— Begin Provided passage —

The 'crossword' stela of
Paser
From the precinct of Mut at Karnak, Thebes,
Egypt
20th Dynasty, around 1150
BC
A hymn to Mut, 'three
times'
The frieze at the top of this limestone
stela
shows a line of gods worshipping a figure of the goddess
Mut
which is now lost. The main area of the stela is covered with a
grid, each square of which contains a group of
hieroglyphic
signs. They were originally filled with blue pigment, which would
have made it easier to
read.

— End Provided passage —
— Begin Raw records —

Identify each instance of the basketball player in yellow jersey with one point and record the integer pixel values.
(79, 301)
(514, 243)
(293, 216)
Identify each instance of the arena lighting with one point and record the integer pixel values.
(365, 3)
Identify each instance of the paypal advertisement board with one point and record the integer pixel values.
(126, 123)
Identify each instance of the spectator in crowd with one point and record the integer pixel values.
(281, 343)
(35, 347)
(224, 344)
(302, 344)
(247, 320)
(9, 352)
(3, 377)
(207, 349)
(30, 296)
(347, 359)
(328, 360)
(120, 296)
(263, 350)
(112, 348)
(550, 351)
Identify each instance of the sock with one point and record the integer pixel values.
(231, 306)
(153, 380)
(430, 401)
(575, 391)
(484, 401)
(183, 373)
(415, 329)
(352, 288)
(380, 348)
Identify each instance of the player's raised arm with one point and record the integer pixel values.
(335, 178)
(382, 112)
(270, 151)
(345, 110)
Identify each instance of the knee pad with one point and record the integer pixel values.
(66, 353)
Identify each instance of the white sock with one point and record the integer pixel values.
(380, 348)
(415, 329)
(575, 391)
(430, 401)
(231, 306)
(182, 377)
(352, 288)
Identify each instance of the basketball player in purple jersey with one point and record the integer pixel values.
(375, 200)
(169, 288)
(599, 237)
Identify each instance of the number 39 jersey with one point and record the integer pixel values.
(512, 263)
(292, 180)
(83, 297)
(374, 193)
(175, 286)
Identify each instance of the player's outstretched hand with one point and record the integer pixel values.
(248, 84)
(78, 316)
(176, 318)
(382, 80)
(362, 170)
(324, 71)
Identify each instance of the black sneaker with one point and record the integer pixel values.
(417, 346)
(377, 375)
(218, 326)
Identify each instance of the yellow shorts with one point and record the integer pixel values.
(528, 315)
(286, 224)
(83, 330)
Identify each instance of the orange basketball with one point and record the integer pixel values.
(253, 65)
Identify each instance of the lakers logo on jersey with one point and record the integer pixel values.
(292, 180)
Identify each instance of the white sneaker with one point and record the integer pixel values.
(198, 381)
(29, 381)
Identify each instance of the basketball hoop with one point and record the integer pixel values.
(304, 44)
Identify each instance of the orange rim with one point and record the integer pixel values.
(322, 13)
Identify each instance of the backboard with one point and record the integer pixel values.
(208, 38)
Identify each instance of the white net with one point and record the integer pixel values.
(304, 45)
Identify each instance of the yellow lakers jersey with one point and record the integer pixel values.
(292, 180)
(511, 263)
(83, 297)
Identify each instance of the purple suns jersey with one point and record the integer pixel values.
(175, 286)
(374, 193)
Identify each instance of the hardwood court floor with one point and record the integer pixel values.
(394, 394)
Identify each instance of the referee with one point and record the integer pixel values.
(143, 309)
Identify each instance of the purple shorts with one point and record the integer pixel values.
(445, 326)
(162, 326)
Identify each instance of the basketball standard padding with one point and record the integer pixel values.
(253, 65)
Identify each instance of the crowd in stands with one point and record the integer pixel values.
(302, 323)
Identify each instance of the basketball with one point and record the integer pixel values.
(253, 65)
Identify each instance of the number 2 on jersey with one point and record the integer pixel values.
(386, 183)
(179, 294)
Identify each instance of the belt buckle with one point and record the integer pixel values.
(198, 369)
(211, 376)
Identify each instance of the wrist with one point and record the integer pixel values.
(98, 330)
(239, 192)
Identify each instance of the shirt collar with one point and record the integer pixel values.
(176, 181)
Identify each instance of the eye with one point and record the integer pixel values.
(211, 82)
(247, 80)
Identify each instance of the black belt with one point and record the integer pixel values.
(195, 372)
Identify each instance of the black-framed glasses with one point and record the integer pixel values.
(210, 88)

— End Raw records —

Extend the description of the Paser stela, starting right after its final sentence, "They were originally filled with blue pigment, which would have made it easier to read."

The grid is
sixty-seven squares across and eighty squares down, but may have
originally been eighty by eighty. The stela's name is
slightly misleading: it is not like a modern
'crossword' puzzle; the horizontal line of text
above the grid indicates that the grid contains a hymn to Mut, and
that it should be read 'three times'. The point of
the puzzle was to decipher and read the different hymns. The
Egyptians were very fond of playing with words and images. The text
can be read horizontally and vertically; presumably the third way
is to read around the outer edge, but the stela is too broken to
try this.
H. M. Stewart, 'A crossword hymn to Mut', Journal of Egyptian Archaeol-3, 57 (1971)
R. Parkinson, Cracking codes: the Rosetta St (London, The British Museum Press, 1999)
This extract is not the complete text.